**Veri Satırları**

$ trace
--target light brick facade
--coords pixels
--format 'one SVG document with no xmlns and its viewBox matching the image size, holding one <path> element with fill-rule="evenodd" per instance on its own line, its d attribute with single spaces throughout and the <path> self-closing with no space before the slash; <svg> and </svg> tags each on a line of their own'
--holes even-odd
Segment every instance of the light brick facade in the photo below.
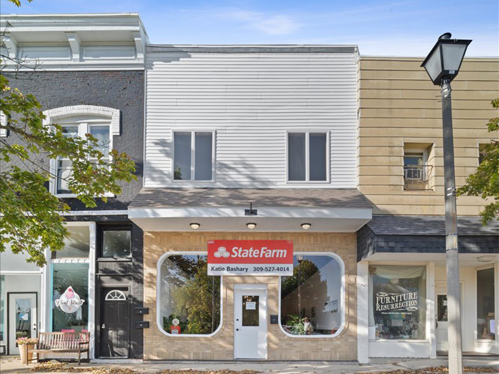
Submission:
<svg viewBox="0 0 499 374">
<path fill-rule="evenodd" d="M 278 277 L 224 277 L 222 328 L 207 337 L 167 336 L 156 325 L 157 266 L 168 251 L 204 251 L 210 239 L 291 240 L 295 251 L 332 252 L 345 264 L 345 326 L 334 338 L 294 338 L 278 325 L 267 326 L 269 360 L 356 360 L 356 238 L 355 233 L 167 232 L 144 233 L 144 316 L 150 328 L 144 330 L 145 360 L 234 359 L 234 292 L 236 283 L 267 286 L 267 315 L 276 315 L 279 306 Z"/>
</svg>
==
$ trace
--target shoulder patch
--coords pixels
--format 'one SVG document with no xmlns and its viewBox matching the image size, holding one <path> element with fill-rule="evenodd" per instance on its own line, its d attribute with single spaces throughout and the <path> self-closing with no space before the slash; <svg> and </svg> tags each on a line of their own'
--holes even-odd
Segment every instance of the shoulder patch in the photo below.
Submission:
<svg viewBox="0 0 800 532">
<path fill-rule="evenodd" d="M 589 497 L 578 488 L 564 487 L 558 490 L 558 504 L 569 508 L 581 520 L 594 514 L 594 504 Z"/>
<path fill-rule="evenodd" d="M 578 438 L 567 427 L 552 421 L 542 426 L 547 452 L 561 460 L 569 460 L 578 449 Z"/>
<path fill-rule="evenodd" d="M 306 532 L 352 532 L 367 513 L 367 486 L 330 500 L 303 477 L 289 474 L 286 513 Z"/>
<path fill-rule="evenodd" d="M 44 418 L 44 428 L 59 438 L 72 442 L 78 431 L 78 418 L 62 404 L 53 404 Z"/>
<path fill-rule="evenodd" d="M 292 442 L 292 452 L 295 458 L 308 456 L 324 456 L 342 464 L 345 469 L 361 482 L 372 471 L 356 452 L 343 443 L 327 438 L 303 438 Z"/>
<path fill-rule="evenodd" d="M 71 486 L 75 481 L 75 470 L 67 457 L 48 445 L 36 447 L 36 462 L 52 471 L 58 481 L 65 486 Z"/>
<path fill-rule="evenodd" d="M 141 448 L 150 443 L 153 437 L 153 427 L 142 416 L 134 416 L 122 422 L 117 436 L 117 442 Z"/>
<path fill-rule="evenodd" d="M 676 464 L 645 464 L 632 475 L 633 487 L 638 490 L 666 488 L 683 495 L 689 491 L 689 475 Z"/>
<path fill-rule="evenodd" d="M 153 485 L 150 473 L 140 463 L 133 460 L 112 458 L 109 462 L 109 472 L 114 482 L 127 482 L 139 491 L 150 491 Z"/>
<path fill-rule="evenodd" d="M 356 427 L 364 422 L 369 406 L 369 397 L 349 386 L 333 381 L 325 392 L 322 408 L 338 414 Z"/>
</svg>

**Görev Tanımı**
Yukarıdaki listede "brick" sözcüğünü içeren satırları bulun. Bu satırların her birini hiçbir değişiklik yapmadan yazın.

**Tam Yanıt**
--target light brick facade
Segment every instance of the light brick facade in the photo below.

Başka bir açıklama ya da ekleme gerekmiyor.